» **Text passage**:
** start **

Maybe I can take that. Yes, we've seen some disinflation in the market right now. In fact, since February, we've seen, you know, the flight on average, the cost of the flight going up double- digit, right? There's inflation in the market. I think we've all seen that it's more and more expensive to fly from one place to another. Given the way we make money, you know, that's good for us, you know, in the short term. Like, it increases the commission we are gaining from our suppliers. That's a tailwind. That's one way to think about it.
So far, we've not seen any meaningful price elasticity from a demand perspective. I mean, companies are craving in-person interactions, right? We keep seeing that with every customer we are onboarding. Those customers are very focused on bringing their teams together, on meeting their customer face-to-face to close a deal. Business travel has been very resilient. Is that, you know, endless? Probably not. So far we've seen a decent amount of inflation and no real impact on demand.
Let me take the next one from Chris Quintero.

** end **

» **Problems to solve**:
**A.** Echo the remarks on travel pricing from "So far, we've" up to and including "from Chris Quintero.".
**B.** In the remarks on travel pricing, since when has the average cost of a flight been rising by double digits?
The material that follows is not needed for anything here.

» **Data extract**:
** start **

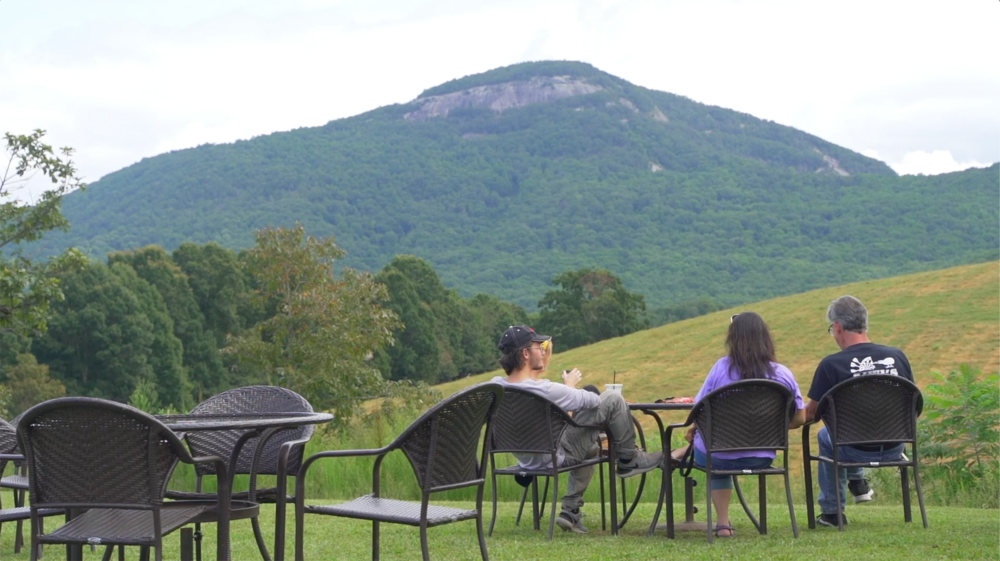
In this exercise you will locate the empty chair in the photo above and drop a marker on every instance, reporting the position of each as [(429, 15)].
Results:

** end **

» **Task answers**:
**A.**
So far, we've not seen any meaningful price elasticity from a demand perspective. I mean, companies are craving in-person interactions, right? We keep seeing that with every customer we are onboarding. Those customers are very focused on bringing their teams together, on meeting their customer face-to-face to close a deal. Business travel has been very resilient. Is that, you know, endless? Probably not. So far we've seen a decent amount of inflation and no real impact on demand.
Let me take the next one from Chris Quintero.

**B.** Since February.